[Exercise prompt] An exact restatement of the data is required, with the images omitted.
Data to process Block Start
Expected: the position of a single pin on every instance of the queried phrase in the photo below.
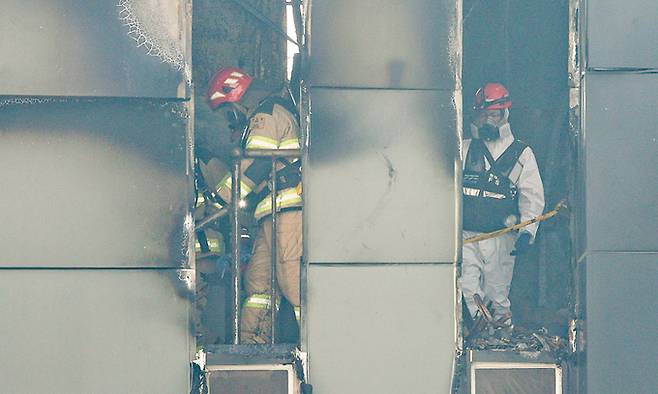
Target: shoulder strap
(510, 157)
(475, 156)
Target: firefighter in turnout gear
(271, 125)
(502, 186)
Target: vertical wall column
(618, 208)
(381, 195)
(95, 161)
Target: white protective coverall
(487, 265)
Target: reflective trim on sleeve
(292, 143)
(258, 301)
(227, 182)
(260, 142)
(214, 244)
(286, 198)
(201, 200)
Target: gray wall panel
(380, 178)
(621, 148)
(93, 48)
(621, 337)
(383, 43)
(622, 33)
(394, 336)
(93, 331)
(98, 183)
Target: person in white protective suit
(502, 187)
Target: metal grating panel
(93, 183)
(93, 331)
(515, 381)
(278, 379)
(380, 178)
(394, 335)
(383, 44)
(621, 146)
(622, 33)
(130, 48)
(621, 337)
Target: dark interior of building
(524, 45)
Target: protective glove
(522, 244)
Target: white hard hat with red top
(227, 86)
(492, 96)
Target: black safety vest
(484, 212)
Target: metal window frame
(514, 365)
(256, 367)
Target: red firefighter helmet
(227, 86)
(492, 96)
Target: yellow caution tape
(498, 233)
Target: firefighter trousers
(255, 324)
(487, 269)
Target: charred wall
(226, 34)
(524, 45)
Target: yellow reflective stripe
(288, 197)
(290, 144)
(214, 244)
(201, 200)
(260, 142)
(258, 301)
(228, 183)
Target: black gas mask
(237, 120)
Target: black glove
(522, 244)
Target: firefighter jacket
(272, 125)
(502, 184)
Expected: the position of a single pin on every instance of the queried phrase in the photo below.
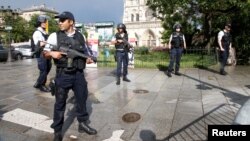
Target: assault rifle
(71, 54)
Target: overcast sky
(84, 10)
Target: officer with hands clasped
(225, 44)
(37, 45)
(122, 48)
(69, 77)
(176, 44)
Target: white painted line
(116, 136)
(30, 119)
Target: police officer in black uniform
(122, 49)
(224, 41)
(69, 74)
(176, 44)
(44, 65)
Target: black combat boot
(84, 127)
(36, 85)
(126, 79)
(118, 81)
(169, 74)
(57, 136)
(222, 72)
(44, 89)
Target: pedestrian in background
(121, 54)
(176, 45)
(225, 44)
(37, 45)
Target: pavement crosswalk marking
(30, 119)
(116, 136)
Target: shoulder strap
(80, 38)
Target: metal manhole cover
(140, 91)
(131, 117)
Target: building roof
(40, 8)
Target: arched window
(132, 17)
(137, 17)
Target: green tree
(19, 28)
(210, 15)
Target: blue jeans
(175, 56)
(44, 65)
(122, 61)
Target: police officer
(225, 44)
(69, 77)
(176, 44)
(44, 65)
(122, 48)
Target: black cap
(66, 15)
(228, 24)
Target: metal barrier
(153, 58)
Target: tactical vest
(226, 40)
(119, 37)
(177, 40)
(76, 42)
(36, 48)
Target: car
(25, 50)
(3, 53)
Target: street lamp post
(8, 29)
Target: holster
(52, 86)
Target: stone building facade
(141, 25)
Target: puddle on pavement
(131, 117)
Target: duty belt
(67, 70)
(120, 49)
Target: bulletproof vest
(177, 40)
(77, 43)
(226, 39)
(119, 37)
(36, 48)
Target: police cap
(66, 15)
(121, 25)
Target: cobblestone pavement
(174, 109)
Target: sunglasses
(62, 20)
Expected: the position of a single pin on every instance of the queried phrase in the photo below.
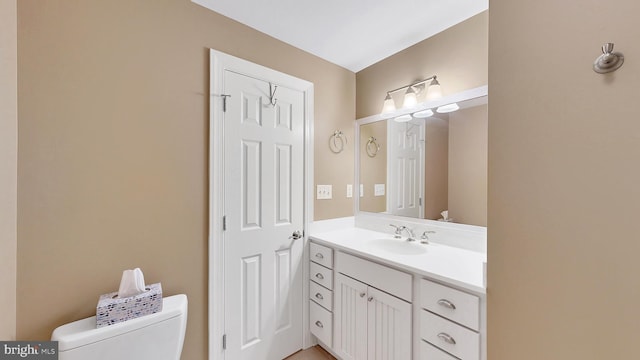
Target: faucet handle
(425, 236)
(398, 230)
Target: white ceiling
(351, 33)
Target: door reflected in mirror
(426, 166)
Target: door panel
(405, 168)
(263, 185)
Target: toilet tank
(153, 337)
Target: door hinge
(224, 102)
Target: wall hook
(272, 93)
(337, 141)
(609, 61)
(372, 147)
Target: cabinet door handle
(446, 303)
(447, 338)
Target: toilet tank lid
(83, 332)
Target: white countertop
(458, 267)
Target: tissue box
(112, 310)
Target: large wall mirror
(428, 167)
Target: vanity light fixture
(434, 91)
(410, 98)
(447, 108)
(389, 106)
(411, 94)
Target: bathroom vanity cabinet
(373, 309)
(371, 322)
(321, 293)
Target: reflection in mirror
(427, 167)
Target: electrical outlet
(323, 192)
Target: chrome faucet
(400, 229)
(398, 233)
(412, 235)
(425, 237)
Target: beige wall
(8, 167)
(458, 56)
(468, 165)
(436, 173)
(113, 148)
(563, 182)
(373, 170)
Data to process Block End
[Answer space]
Expected: the position of a single pin on every instance of the queried phrase in the photo below.
Target: shoulder strap
(510, 157)
(475, 156)
Target: firefighter in turnout gear
(271, 125)
(502, 186)
Target: vertical wall column
(618, 208)
(381, 195)
(95, 161)
Target: white protective coverall
(487, 265)
Target: reflective trim on sleeve
(292, 143)
(258, 301)
(227, 182)
(260, 142)
(214, 244)
(286, 198)
(201, 200)
Target: gray wall panel
(380, 178)
(621, 148)
(93, 48)
(621, 337)
(383, 43)
(622, 33)
(394, 336)
(93, 331)
(98, 183)
Target: person in white protective suit
(502, 187)
Target: metal grating panel
(93, 183)
(93, 331)
(515, 381)
(278, 379)
(380, 178)
(394, 335)
(383, 44)
(621, 146)
(622, 33)
(130, 48)
(621, 337)
Target: dark interior of building
(524, 45)
Target: protective glove
(522, 244)
Target: white hard hat with red top
(227, 86)
(492, 96)
Target: black safety vest
(484, 212)
Target: metal window frame
(514, 365)
(256, 367)
Target: red firefighter helmet
(227, 86)
(492, 96)
Target: yellow caution tape
(498, 233)
Target: firefighter trousers
(255, 324)
(487, 269)
Target: charred wall
(226, 34)
(524, 45)
Target: yellow reflective stripe
(288, 197)
(290, 144)
(214, 244)
(201, 200)
(260, 142)
(258, 301)
(228, 183)
Target: black gas mask
(237, 120)
Target: black glove
(522, 244)
Target: firefighter jacket
(272, 125)
(502, 184)
Expected: the position of a single pin on every instance of the queried phrase in the photo below.
Target: assault rifle
(71, 54)
Target: overcast sky
(84, 10)
Target: officer with hands clasped
(225, 44)
(37, 45)
(122, 48)
(69, 77)
(176, 44)
Target: white painted line
(116, 136)
(30, 119)
Target: police officer in black uniform
(122, 49)
(224, 41)
(69, 74)
(176, 44)
(44, 65)
Target: black combat boot
(84, 127)
(36, 85)
(126, 79)
(118, 81)
(169, 74)
(57, 136)
(222, 72)
(44, 89)
Target: pedestrian in background
(121, 54)
(176, 45)
(225, 44)
(37, 45)
Target: pavement crosswalk marking
(30, 119)
(116, 136)
Target: shoulder strap
(80, 38)
Target: metal manhole cover
(140, 91)
(131, 117)
Target: building roof
(40, 8)
Target: arched window
(132, 17)
(137, 17)
Target: green tree
(19, 28)
(210, 15)
Target: blue jeans
(175, 56)
(44, 65)
(122, 61)
Target: police officer
(225, 44)
(69, 77)
(176, 44)
(44, 65)
(122, 48)
Target: black cap
(66, 15)
(228, 24)
Target: metal barrier
(153, 58)
Target: tactical vest
(226, 40)
(119, 37)
(177, 40)
(76, 42)
(36, 48)
Target: car
(25, 50)
(3, 53)
Target: street lamp post
(8, 29)
Target: holster
(52, 86)
Target: stone building facade
(141, 25)
Target: puddle on pavement
(131, 117)
Target: duty belt
(67, 70)
(120, 49)
Target: bulletproof vest
(177, 40)
(77, 43)
(226, 39)
(119, 37)
(36, 48)
Target: police cap
(66, 15)
(121, 25)
Target: cobblestone pavement
(174, 109)
Target: sunglasses
(62, 20)
Expected: the position of a single pin on every instance of the queried phrase in the photo below.
Target: faucet handle
(425, 236)
(398, 230)
Target: white ceiling
(351, 33)
Target: door reflected in mirror
(426, 166)
Target: door panel
(405, 168)
(263, 185)
Target: toilet tank
(153, 337)
Target: door hinge
(224, 102)
Target: wall hook
(272, 93)
(337, 141)
(609, 61)
(372, 147)
Target: cabinet door handle
(446, 303)
(447, 338)
Target: toilet tank lid
(83, 332)
Target: white countertop
(458, 267)
Target: tissue box
(112, 310)
Target: large wall mirror
(428, 167)
Target: vanity light fixture
(434, 91)
(410, 98)
(447, 108)
(389, 106)
(411, 94)
Target: bathroom vanity cabinet
(373, 309)
(371, 322)
(321, 293)
Target: reflection in mirror
(427, 167)
Target: electrical outlet
(323, 192)
Target: chrome faucet
(400, 229)
(398, 233)
(412, 235)
(425, 237)
Target: beige wall
(8, 167)
(458, 56)
(468, 165)
(436, 173)
(113, 148)
(563, 182)
(373, 170)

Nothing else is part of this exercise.